TASK INSTRUCTIONS:
Print the whole listing below line for line with no changes, leaving out the pictures.

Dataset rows
»»

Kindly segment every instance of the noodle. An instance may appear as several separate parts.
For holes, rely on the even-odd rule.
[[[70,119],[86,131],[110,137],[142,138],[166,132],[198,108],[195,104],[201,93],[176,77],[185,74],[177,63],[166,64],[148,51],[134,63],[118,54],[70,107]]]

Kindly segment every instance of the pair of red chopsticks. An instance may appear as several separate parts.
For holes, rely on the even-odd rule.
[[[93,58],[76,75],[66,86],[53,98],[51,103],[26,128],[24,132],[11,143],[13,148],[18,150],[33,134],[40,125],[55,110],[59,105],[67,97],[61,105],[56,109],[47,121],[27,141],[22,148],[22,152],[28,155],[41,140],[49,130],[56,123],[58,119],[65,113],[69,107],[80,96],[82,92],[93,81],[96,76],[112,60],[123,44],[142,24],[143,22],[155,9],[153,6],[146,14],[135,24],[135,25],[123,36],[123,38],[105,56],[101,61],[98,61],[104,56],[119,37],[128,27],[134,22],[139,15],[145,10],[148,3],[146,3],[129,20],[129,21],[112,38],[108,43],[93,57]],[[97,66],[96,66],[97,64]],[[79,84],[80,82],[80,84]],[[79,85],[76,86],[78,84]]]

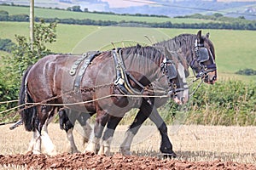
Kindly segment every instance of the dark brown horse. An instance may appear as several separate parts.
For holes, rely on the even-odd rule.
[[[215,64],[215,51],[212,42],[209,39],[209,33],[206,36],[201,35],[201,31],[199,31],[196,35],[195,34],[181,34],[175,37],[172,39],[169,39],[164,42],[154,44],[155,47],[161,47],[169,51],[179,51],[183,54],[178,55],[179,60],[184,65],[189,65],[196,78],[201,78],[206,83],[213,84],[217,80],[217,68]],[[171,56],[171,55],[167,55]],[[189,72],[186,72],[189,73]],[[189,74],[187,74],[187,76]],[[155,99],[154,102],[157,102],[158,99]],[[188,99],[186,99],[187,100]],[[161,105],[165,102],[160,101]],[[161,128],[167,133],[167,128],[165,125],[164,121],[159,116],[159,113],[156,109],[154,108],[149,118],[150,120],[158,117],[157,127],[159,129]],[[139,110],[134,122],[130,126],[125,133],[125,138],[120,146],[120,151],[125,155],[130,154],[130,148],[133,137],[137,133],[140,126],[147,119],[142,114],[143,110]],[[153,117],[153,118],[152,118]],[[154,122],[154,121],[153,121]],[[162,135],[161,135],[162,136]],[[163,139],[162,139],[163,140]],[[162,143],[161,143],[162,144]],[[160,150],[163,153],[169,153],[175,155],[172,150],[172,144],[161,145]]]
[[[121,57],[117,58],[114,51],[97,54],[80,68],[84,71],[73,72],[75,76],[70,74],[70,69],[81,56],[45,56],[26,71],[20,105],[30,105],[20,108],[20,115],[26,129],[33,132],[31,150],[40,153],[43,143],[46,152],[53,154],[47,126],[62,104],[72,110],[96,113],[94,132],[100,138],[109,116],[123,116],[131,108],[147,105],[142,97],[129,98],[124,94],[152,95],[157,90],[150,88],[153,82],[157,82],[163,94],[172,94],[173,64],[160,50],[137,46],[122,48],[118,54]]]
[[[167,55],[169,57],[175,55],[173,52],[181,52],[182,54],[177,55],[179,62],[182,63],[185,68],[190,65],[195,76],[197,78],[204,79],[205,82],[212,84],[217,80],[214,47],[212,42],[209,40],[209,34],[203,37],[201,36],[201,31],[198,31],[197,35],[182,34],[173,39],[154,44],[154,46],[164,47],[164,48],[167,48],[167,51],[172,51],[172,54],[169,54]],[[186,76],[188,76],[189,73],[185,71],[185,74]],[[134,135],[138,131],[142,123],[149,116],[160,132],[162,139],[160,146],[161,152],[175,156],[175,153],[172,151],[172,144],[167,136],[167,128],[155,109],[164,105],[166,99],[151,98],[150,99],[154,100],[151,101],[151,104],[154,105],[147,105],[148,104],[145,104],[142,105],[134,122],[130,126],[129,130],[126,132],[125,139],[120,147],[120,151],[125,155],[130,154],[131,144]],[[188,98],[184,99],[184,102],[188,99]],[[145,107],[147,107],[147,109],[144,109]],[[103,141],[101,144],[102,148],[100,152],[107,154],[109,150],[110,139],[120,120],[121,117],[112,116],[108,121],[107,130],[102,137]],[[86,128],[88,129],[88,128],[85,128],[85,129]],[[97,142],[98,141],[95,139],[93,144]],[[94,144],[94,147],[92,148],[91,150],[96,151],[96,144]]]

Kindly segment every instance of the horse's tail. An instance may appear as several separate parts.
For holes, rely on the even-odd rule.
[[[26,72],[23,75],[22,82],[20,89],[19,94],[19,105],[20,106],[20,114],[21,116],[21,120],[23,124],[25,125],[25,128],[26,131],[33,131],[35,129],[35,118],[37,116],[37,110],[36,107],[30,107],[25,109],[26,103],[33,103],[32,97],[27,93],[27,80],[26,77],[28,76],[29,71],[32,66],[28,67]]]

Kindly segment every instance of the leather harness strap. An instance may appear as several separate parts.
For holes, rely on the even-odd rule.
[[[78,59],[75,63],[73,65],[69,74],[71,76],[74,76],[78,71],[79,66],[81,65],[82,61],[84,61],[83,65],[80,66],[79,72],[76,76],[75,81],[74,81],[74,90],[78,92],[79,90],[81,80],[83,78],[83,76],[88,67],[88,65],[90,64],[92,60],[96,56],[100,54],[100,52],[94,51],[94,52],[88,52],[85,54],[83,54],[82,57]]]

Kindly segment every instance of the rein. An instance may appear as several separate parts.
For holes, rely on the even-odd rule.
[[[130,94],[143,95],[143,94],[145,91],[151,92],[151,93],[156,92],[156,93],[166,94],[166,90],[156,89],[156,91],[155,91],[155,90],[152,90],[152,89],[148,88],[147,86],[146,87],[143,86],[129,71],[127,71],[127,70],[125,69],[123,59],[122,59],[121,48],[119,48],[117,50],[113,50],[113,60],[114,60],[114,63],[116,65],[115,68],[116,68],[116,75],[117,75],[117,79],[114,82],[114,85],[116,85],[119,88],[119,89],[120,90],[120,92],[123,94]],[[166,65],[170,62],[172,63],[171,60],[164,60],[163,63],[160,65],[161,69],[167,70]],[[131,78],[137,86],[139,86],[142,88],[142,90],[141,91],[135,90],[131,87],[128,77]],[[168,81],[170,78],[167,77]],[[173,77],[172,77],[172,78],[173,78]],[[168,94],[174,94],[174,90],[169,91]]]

««

SOLUTION FOR THIS TASK:
Kindly segment every instance of the noodle. An instance may appear as several separate parts.
For holes, rely on the even-odd rule.
[[[70,119],[86,131],[110,137],[142,138],[166,132],[198,108],[195,104],[201,93],[176,77],[185,74],[177,63],[166,64],[148,51],[134,63],[118,54],[70,107]]]

Kindly segment every instance of the pair of red chopsticks. An instance may appear as several separate parts.
For holes, rely on the even-odd rule.
[[[93,58],[76,75],[66,86],[53,98],[51,103],[26,128],[24,132],[11,143],[13,148],[18,150],[33,134],[40,125],[55,110],[59,105],[67,97],[61,105],[56,109],[47,121],[27,141],[22,148],[22,152],[28,155],[41,140],[49,130],[56,123],[58,119],[65,113],[69,107],[80,96],[82,92],[93,81],[96,76],[112,60],[123,44],[142,24],[143,22],[155,9],[153,6],[146,14],[135,24],[135,25],[123,36],[123,38],[105,56],[101,61],[98,61],[104,56],[119,37],[128,27],[134,22],[139,15],[145,10],[148,3],[146,3],[129,20],[129,21],[112,38],[108,43],[93,57]],[[97,66],[96,66],[97,64]],[[79,84],[80,82],[80,84]],[[79,85],[76,86],[78,84]]]

Kindly segment every instance of the dark brown horse. An instance may appear as several separate parts.
For holes, rely on the even-odd rule.
[[[215,64],[215,51],[212,42],[209,39],[209,33],[206,36],[201,35],[201,31],[199,31],[196,35],[195,34],[181,34],[175,37],[172,39],[169,39],[164,42],[154,44],[155,47],[161,47],[169,51],[179,51],[183,54],[178,55],[179,60],[184,65],[189,65],[196,78],[201,78],[206,83],[213,84],[217,80],[217,68]],[[171,56],[171,55],[167,55]],[[189,72],[186,72],[189,73]],[[189,74],[187,74],[187,76]],[[155,99],[154,102],[157,102],[158,99]],[[188,99],[186,99],[187,100]],[[161,105],[165,102],[160,101]],[[161,128],[167,133],[167,128],[165,125],[164,121],[159,116],[159,113],[156,109],[154,108],[149,118],[150,120],[158,117],[157,127],[159,129]],[[139,110],[134,122],[130,126],[125,133],[125,138],[120,146],[120,151],[125,155],[130,154],[130,148],[133,137],[137,133],[140,126],[147,119],[142,114],[143,110]],[[153,117],[153,118],[152,118]],[[154,122],[154,121],[153,121]],[[162,135],[161,135],[162,136]],[[163,139],[162,139],[163,140]],[[162,143],[161,143],[162,144]],[[160,150],[163,153],[169,153],[175,155],[172,150],[172,144],[161,145]]]
[[[121,57],[117,58],[114,51],[97,54],[80,68],[84,71],[73,72],[75,76],[70,74],[70,69],[81,56],[45,56],[26,71],[20,105],[30,105],[20,108],[20,115],[26,129],[33,132],[31,150],[40,153],[43,143],[46,152],[53,154],[47,126],[62,104],[72,110],[96,113],[94,132],[100,138],[109,116],[123,116],[131,108],[147,105],[142,97],[129,98],[124,94],[152,95],[157,90],[150,88],[153,82],[157,82],[163,94],[172,94],[173,64],[160,50],[137,46],[122,48],[118,54]]]
[[[167,55],[169,57],[175,55],[173,52],[181,52],[182,54],[177,55],[179,62],[182,63],[185,68],[190,65],[195,76],[197,78],[204,79],[205,82],[212,84],[217,80],[214,47],[212,42],[209,40],[209,34],[203,37],[201,36],[201,31],[198,31],[197,35],[182,34],[173,39],[154,44],[154,46],[164,47],[164,48],[167,48],[167,51],[172,51],[172,54],[169,54]],[[186,76],[188,76],[189,73],[185,71],[185,74]],[[134,135],[138,131],[142,123],[149,116],[160,132],[162,139],[160,146],[161,152],[175,156],[175,153],[172,151],[172,144],[167,136],[167,128],[155,109],[164,105],[166,99],[151,98],[150,99],[154,100],[151,101],[151,104],[154,105],[147,105],[148,104],[145,104],[142,105],[134,122],[130,126],[129,130],[126,132],[125,139],[120,147],[120,151],[125,155],[130,154],[131,144]],[[188,98],[184,99],[184,102],[188,99]],[[145,107],[147,107],[147,109],[144,109]],[[103,141],[101,144],[102,148],[100,152],[107,154],[109,150],[110,139],[120,120],[121,117],[112,116],[108,121],[107,130],[102,137]],[[86,128],[88,129],[88,128],[85,128],[85,129]],[[97,142],[98,141],[95,139],[93,144]],[[94,144],[94,147],[92,148],[91,150],[96,151],[96,144]]]

Kindly segment every instance of the horse's tail. An instance may appear as several separate parts.
For holes, rely on the even-odd rule.
[[[26,72],[23,75],[22,82],[20,89],[19,94],[19,105],[20,106],[20,114],[21,116],[21,120],[23,124],[25,125],[25,128],[26,131],[33,131],[35,129],[35,118],[37,116],[37,110],[36,107],[30,107],[25,109],[26,103],[33,103],[32,97],[27,93],[27,80],[26,77],[28,76],[29,71],[32,66],[28,67]]]

Kindly segment every instance of the leather harness strap. An instance may appear as several separate parts.
For holes, rely on the even-odd rule.
[[[78,59],[75,63],[73,65],[69,74],[71,76],[74,76],[78,71],[79,66],[81,65],[82,61],[84,61],[83,65],[80,66],[79,72],[76,76],[75,81],[74,81],[74,90],[78,92],[79,90],[81,80],[83,78],[83,76],[88,67],[88,65],[90,64],[92,60],[96,56],[100,54],[100,52],[94,51],[94,52],[88,52],[85,54],[83,54],[82,57]]]

Kindly segment every instance of the rein. An instance may appear as several separate parts.
For holes, rely on the even-odd rule.
[[[130,94],[143,95],[143,94],[145,91],[151,92],[151,93],[156,92],[156,93],[166,94],[166,90],[156,89],[156,91],[155,91],[155,90],[152,90],[152,89],[148,88],[147,86],[146,87],[143,86],[129,71],[127,71],[127,70],[125,69],[123,59],[122,59],[121,48],[119,48],[117,50],[113,50],[113,60],[114,60],[114,63],[116,65],[115,68],[116,68],[116,75],[117,75],[117,79],[114,82],[114,85],[116,85],[119,88],[119,89],[120,90],[120,92],[123,94]],[[166,65],[170,62],[172,63],[171,60],[164,60],[163,63],[160,65],[161,69],[167,70]],[[131,78],[137,86],[139,86],[142,88],[142,90],[141,91],[135,90],[131,87],[128,77]],[[168,81],[170,78],[167,77]],[[173,77],[172,77],[172,78],[173,78]],[[168,94],[174,94],[174,90],[169,91]]]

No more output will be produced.